Task to carry out:
Format the data below as a Markdown table with the columns Row and Data line. Put each non-blank line in its own row, numbered in order.

Provided information:
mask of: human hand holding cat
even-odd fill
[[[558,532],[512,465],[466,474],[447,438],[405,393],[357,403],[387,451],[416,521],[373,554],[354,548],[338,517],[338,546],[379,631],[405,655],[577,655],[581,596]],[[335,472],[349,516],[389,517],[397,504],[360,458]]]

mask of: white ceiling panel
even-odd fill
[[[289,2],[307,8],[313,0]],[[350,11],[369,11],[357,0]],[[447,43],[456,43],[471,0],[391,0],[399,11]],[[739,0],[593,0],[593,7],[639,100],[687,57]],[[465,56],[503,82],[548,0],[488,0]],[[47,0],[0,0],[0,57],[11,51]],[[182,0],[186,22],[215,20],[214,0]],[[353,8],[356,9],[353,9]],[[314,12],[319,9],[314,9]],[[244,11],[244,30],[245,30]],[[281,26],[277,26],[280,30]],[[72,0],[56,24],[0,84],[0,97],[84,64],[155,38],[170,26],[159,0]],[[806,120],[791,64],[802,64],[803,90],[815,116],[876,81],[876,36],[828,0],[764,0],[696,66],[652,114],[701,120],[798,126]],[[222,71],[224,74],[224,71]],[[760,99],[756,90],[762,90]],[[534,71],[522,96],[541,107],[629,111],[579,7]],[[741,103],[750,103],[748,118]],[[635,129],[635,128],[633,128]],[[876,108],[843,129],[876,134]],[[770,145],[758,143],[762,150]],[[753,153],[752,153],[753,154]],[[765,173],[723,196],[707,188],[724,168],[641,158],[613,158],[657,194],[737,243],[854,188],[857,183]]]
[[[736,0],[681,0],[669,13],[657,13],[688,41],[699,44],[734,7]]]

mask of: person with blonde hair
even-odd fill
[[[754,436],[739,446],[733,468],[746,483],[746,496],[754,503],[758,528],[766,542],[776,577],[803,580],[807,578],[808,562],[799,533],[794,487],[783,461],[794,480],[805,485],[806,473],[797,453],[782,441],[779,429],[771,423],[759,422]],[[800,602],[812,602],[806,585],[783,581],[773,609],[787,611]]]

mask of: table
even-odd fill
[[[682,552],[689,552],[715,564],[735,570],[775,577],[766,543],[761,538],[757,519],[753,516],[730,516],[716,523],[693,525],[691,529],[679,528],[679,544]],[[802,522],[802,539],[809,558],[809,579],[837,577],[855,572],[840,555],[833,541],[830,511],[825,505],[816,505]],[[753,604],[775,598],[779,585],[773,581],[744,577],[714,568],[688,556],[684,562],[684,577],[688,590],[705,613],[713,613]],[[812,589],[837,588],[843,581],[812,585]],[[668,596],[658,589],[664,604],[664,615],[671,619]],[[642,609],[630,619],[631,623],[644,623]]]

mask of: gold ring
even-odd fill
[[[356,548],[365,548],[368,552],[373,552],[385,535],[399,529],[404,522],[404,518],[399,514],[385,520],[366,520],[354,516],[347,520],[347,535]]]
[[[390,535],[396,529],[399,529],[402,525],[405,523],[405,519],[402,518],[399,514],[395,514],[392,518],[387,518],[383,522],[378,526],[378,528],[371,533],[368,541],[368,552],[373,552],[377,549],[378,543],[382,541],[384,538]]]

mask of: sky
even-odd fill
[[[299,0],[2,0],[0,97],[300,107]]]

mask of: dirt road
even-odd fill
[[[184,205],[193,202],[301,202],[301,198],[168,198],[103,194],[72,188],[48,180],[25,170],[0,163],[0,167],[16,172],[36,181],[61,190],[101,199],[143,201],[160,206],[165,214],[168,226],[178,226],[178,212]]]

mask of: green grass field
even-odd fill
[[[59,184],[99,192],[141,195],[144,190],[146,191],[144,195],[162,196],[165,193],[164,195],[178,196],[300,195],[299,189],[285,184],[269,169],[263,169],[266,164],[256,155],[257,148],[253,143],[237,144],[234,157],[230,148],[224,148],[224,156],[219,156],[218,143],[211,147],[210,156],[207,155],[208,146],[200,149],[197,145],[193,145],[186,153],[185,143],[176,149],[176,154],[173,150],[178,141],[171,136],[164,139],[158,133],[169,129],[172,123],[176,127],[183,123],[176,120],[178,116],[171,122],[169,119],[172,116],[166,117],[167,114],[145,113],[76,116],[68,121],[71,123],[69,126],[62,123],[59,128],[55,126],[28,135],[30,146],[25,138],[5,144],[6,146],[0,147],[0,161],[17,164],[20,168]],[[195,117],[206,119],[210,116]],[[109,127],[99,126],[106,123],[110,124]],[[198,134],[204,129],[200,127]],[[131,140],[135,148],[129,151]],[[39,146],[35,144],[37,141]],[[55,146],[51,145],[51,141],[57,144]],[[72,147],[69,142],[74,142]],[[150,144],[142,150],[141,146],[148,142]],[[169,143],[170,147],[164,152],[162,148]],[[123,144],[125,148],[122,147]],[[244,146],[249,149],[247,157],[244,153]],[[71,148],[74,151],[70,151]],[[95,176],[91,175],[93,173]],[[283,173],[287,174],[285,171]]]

The output:
| Row | Data line |
|---|---|
| 1 | mask of: human hand holding cat |
| 2 | even-odd fill |
| 3 | [[[558,532],[512,465],[466,474],[447,438],[405,393],[357,403],[387,451],[416,521],[373,554],[354,548],[338,517],[338,546],[379,631],[405,655],[577,655],[581,596]],[[335,472],[349,516],[389,517],[397,504],[360,458]]] |
| 4 | mask of: white ceiling panel |
| 5 | even-odd fill |
| 6 | [[[289,2],[307,8],[313,0]],[[350,11],[369,11],[357,0]],[[447,43],[456,43],[471,0],[391,0],[399,11]],[[739,0],[593,0],[593,7],[639,100],[687,57]],[[465,56],[503,82],[548,0],[488,0]],[[47,0],[0,0],[0,57],[11,51]],[[182,0],[186,22],[215,20],[214,0]],[[353,8],[356,9],[353,9]],[[314,12],[319,9],[314,9]],[[244,11],[244,30],[245,30]],[[281,26],[277,26],[280,30]],[[72,0],[56,24],[0,84],[0,97],[84,64],[155,38],[170,26],[159,0]],[[806,120],[791,64],[802,64],[803,90],[815,116],[876,81],[876,36],[828,0],[764,0],[696,66],[652,114],[701,120],[798,126]],[[222,71],[224,74],[224,71]],[[760,99],[756,90],[762,90]],[[534,71],[522,96],[541,107],[629,111],[579,7]],[[741,103],[750,103],[748,118]],[[635,129],[635,128],[633,128]],[[876,108],[843,129],[876,134]],[[770,145],[758,143],[762,150]],[[753,153],[752,153],[753,154]],[[765,173],[723,196],[707,188],[724,168],[641,158],[613,158],[657,194],[737,243],[854,188],[857,183]]] |
| 7 | [[[736,0],[681,0],[669,13],[657,13],[688,41],[699,44],[734,7]]] |
| 8 | mask of: person with blonde hair |
| 9 | even-odd fill |
| 10 | [[[754,436],[739,446],[733,468],[746,483],[746,496],[754,503],[758,528],[766,542],[776,577],[803,580],[807,578],[808,562],[799,533],[794,487],[783,461],[794,480],[805,485],[806,473],[797,453],[782,441],[779,429],[771,423],[759,422]],[[800,602],[812,602],[806,585],[783,581],[773,609],[787,611]]] |
| 11 | mask of: table |
| 12 | even-odd fill |
| 13 | [[[682,552],[689,552],[715,564],[735,570],[775,577],[766,543],[761,538],[757,519],[753,516],[730,516],[716,523],[693,525],[691,529],[679,528],[679,544]],[[802,522],[802,539],[809,558],[809,579],[837,577],[855,572],[840,555],[833,541],[830,511],[825,505],[816,505]],[[753,604],[775,598],[779,585],[773,581],[744,577],[714,568],[688,556],[684,562],[684,577],[688,590],[705,613],[713,613]],[[812,589],[837,588],[843,581],[812,585]],[[668,596],[658,589],[664,604],[664,615],[671,619]],[[642,609],[630,619],[631,623],[644,623]]] |
| 14 | mask of: gold ring |
| 15 | even-odd fill |
| 16 | [[[356,548],[365,548],[368,552],[373,552],[385,535],[399,529],[404,522],[404,518],[399,514],[385,520],[366,520],[354,516],[347,520],[347,535]]] |
| 17 | [[[390,535],[396,529],[399,529],[402,525],[405,523],[405,519],[402,518],[399,514],[395,514],[392,518],[387,518],[383,522],[378,526],[378,528],[371,533],[368,541],[368,552],[373,552],[377,549],[378,543],[382,541],[384,538]]] |
| 18 | mask of: sky |
| 19 | even-odd fill |
| 20 | [[[299,0],[2,0],[0,97],[300,107]]] |
| 21 | mask of: dirt road |
| 22 | even-odd fill |
| 23 | [[[184,205],[193,202],[301,202],[301,198],[168,198],[103,194],[72,188],[48,180],[25,170],[0,163],[0,167],[16,172],[36,181],[61,190],[101,199],[143,201],[160,206],[165,214],[168,226],[178,226],[178,212]]] |
| 24 | mask of: green grass field |
| 25 | even-odd fill |
| 26 | [[[59,184],[99,192],[141,195],[144,190],[146,191],[144,195],[162,196],[165,193],[164,195],[178,196],[300,195],[299,189],[285,184],[269,169],[263,169],[266,164],[256,155],[257,148],[253,143],[237,144],[234,157],[230,148],[224,148],[224,156],[219,156],[218,143],[211,147],[210,156],[207,155],[208,146],[200,149],[197,145],[193,145],[186,153],[185,143],[176,149],[176,154],[173,150],[178,141],[171,136],[164,139],[158,133],[169,129],[172,123],[176,127],[183,123],[176,120],[178,116],[171,122],[169,119],[172,116],[166,117],[167,114],[145,113],[76,116],[68,121],[71,123],[69,126],[62,123],[59,128],[55,126],[28,135],[30,146],[25,138],[5,144],[6,146],[0,147],[0,161],[17,164],[20,168]],[[195,117],[206,119],[210,116]],[[109,127],[99,126],[106,123],[110,124]],[[198,134],[204,129],[200,127]],[[131,140],[135,148],[129,151]],[[39,146],[35,144],[37,141]],[[55,146],[51,145],[51,141],[57,144]],[[72,147],[69,142],[74,142]],[[150,144],[142,150],[141,146],[148,142]],[[169,143],[170,147],[164,152],[162,148]],[[123,144],[125,148],[122,147]],[[244,146],[249,149],[247,157],[244,153]],[[71,148],[74,151],[70,151]],[[95,176],[91,175],[93,173]],[[283,173],[287,174],[285,171]]] |